Se sabe que Moyano, exiliado en España, reescribió este relato. Vale aclarar que fue citada la primera versión, escrita en La Rioja de principios de la década del '70, en un contexto de exilio interno, según situó el crítico Adolfo Prieto la producción de Moyano previa a su exilio en España. El texto de Prieto, de 1985, se titula Daniel Moyano: una literatura de la expatriación. Las similitudes de escenario y de tono entre este relato de Moyano de 1974 y el relato desaparecido de Walsh, de 1977, son notables. Esto que escribía Prieto sobre esa etapa de Moyano, entonces, puede inscribirse en esta etapa de Walsh, de la que sólo conservamos restos; una etapa que la dictadura le impidió continuar. Escribía Prieto en 1985:
“La literatura producida en el espacio del exilio interior, menos visible que la literatura escrita y difundida por los nuevos proscritos, sugiere también enunciados menos categóricos. Es de naturaleza incierta, o al menos, problemática, la coyuntura que va de la expresión al silencio, de la aguda conciencia al mimetismo y la disolución. Es problemática la identificación y la autoidentificación de una literatura escrita en el seno de una sociedad represivamente controlada que ha mantenido, sin embargo, el funcionamiento de muchos de los mecanismos de la institución literaria, y que ha buscado convencer y convencerse oficialmente de la persistencia de los niveles normales de comunicación. Llevará mucho tiempo, sin duda, reconstruir las dimensiones materiales, trazar las fronteras y describir los tipos de estrategia con que una literatura condenada a la marginalidad y a ser expresión de la marginalidad, logró perseverar en sus premisas”.
Una imagen real del mismo río
Llevó y seguirá llevando mucho tiempo, como vaticinó Prieto, saber cómo una literatura logró perseverar en sus premisas, y no sólo perseverar, en este caso, sino transformarse en la literatura posible después de Borges y de Cortázar. Por algo Ricardo Piglia tomó la obra de Rodolfo Walsh, de Juan José Saer y de Manuel Puig, en Las tres vanguardias, para pensar la literatura que nacía después de la fundación de la novela argentina. Esta literatura, en parte, es todavía una literatura inconclusa, todavía abierta, que se va componiendo a medida que se compone la historia.

◆ ÍTEMS EXTRAÍDOS ◆
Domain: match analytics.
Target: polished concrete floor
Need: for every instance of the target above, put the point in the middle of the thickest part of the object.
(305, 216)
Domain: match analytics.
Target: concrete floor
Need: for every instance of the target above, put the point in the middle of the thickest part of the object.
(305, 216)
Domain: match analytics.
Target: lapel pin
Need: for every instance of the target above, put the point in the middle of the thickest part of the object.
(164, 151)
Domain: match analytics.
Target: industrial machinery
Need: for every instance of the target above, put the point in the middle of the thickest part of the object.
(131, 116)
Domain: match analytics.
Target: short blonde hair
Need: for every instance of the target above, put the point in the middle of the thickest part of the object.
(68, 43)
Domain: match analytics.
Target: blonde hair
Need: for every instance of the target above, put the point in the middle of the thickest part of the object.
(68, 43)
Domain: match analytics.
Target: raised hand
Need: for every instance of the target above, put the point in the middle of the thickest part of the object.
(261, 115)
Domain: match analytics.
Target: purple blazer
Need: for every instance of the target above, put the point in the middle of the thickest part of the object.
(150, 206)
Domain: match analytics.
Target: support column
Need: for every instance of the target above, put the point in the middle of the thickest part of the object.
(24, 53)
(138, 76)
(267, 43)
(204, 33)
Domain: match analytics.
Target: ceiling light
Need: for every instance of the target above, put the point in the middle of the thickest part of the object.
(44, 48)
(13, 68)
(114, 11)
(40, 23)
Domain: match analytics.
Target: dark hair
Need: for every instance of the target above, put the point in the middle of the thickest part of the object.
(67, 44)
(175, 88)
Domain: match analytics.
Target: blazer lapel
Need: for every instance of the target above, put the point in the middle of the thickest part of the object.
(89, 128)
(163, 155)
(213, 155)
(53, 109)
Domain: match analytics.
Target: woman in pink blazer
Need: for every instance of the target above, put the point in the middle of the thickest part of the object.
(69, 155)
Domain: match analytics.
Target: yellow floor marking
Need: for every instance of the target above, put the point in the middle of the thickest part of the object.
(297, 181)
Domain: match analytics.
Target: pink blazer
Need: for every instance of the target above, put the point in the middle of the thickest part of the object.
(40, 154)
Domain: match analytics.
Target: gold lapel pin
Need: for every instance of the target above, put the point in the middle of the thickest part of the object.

◆ OBJETIVO 1 ◆
¿Podrías transcribir del texto sobre Moyano y Walsh el pasaje que empieza en "Una imagen real" y sigue hasta "compone la historia."?
◆ OBJETIVO 2 ◆
¿Qué personas se nombran en el texto sobre Moyano y Walsh? Enuméralas todas.

◆ RESPUESTA 1 ◆
Una imagen real del mismo río
Llevó y seguirá llevando mucho tiempo, como vaticinó Prieto, saber cómo una literatura logró perseverar en sus premisas, y no sólo perseverar, en este caso, sino transformarse en la literatura posible después de Borges y de Cortázar. Por algo Ricardo Piglia tomó la obra de Rodolfo Walsh, de Juan José Saer y de Manuel Puig, en Las tres vanguardias, para pensar la literatura que nacía después de la fundación de la novela argentina. Esta literatura, en parte, es todavía una literatura inconclusa, todavía abierta, que se va componiendo a medida que se compone la historia.

◆ RESPUESTA 2 ◆
- Daniel Moyano
- Adolfo Prieto
- Rodolfo Walsh
- Borges
- Cortázar
- Ricardo Piglia
- Juan José Saer
- Manuel Puig